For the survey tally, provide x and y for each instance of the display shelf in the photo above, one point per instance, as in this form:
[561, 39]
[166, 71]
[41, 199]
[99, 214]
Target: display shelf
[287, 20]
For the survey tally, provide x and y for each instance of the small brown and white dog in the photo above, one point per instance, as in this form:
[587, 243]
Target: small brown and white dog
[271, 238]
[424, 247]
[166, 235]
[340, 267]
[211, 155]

++++++++++++++++++++

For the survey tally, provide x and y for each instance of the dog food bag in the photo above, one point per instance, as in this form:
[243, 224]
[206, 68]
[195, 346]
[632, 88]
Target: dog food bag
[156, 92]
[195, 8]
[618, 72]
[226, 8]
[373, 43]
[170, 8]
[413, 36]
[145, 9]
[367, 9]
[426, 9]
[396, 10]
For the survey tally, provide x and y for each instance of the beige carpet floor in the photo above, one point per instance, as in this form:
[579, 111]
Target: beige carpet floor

++++++++++++++++++++

■ **OBJECTIVE**
Rewrite the lines from the one containing "of the beige" through the one containing "Target: beige carpet floor", putting "tan carpet floor" wherever "beige carpet floor" appears and changing nothing else. Give only those lines.

■ **TASK RESULT**
For the survey tally, provide x and y for each instance of the tan carpet floor in the photo above, one point per instance, as in this form:
[579, 111]
Target: tan carpet floor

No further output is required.